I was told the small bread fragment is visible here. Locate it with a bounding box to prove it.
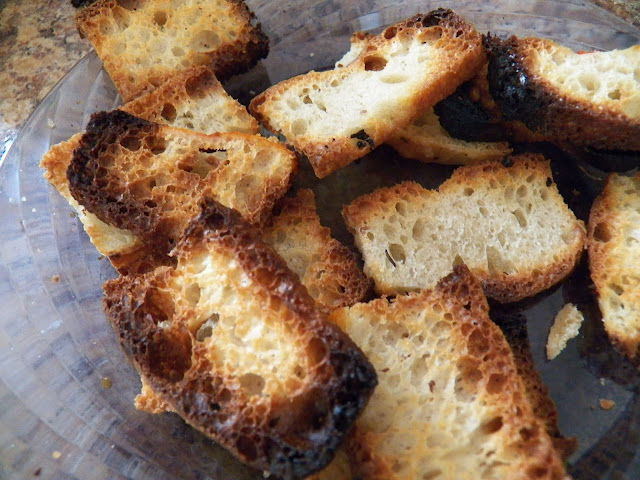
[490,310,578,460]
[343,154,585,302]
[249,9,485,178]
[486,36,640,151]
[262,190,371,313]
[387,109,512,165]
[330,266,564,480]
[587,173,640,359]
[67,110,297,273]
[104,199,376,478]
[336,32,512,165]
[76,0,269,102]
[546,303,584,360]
◆ ◆ ◆ ◆ ◆ ◆ ◆
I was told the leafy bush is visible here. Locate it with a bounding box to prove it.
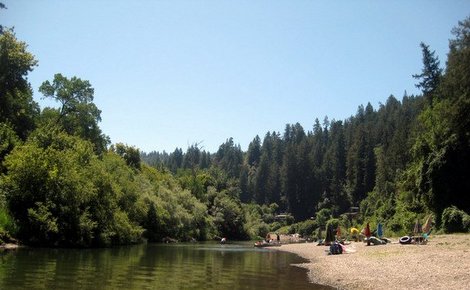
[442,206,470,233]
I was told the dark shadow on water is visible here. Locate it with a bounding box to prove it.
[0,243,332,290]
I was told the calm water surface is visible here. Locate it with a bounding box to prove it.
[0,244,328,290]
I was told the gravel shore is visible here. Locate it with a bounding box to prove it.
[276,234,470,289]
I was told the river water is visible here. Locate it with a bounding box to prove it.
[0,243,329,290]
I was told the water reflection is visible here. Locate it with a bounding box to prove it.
◆ ◆ ◆ ◆ ◆ ◆ ◆
Short problem: List each line of the entries above that contains the word "water".

Task response:
I was told the dark shadow on water is visible here. Locate it with a bounding box to prove it.
I was told the calm water surface is visible here. Locate it with a bounding box to prove it.
I was told the river water is visible here. Locate it with a bounding box to prove it.
I was told the water reflection is visible here. Locate it with a bounding box to prove it.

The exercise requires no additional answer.